__EXERCISE__
Copy the lines below, swapping "innermost" for "most central" and keeping everything else the same.

::: PROVIDED ENTRIES :::

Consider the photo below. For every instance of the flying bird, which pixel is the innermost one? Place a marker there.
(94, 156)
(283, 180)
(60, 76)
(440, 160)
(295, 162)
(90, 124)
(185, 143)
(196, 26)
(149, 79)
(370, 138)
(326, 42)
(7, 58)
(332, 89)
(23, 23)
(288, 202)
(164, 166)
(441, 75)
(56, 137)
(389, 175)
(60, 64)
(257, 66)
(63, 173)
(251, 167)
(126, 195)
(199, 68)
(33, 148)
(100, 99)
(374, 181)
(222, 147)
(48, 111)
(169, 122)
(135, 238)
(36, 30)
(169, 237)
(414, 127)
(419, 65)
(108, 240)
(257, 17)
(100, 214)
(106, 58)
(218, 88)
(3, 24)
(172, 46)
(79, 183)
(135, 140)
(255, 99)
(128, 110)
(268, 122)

:::

__PROBLEM SOLUTION__
Consider the photo below. For every instance of the flying bird, which pixel is the most central one? Place a marker there.
(94, 156)
(283, 180)
(60, 76)
(440, 160)
(295, 162)
(90, 124)
(185, 143)
(196, 26)
(149, 79)
(370, 138)
(326, 42)
(7, 58)
(332, 89)
(23, 23)
(288, 202)
(164, 166)
(441, 75)
(56, 137)
(389, 175)
(60, 64)
(257, 66)
(63, 173)
(251, 167)
(126, 195)
(199, 68)
(33, 148)
(100, 99)
(374, 181)
(222, 147)
(48, 111)
(169, 122)
(135, 238)
(36, 30)
(169, 237)
(414, 127)
(419, 65)
(108, 240)
(257, 17)
(100, 214)
(106, 58)
(218, 88)
(3, 24)
(172, 46)
(79, 183)
(135, 140)
(255, 99)
(128, 110)
(268, 122)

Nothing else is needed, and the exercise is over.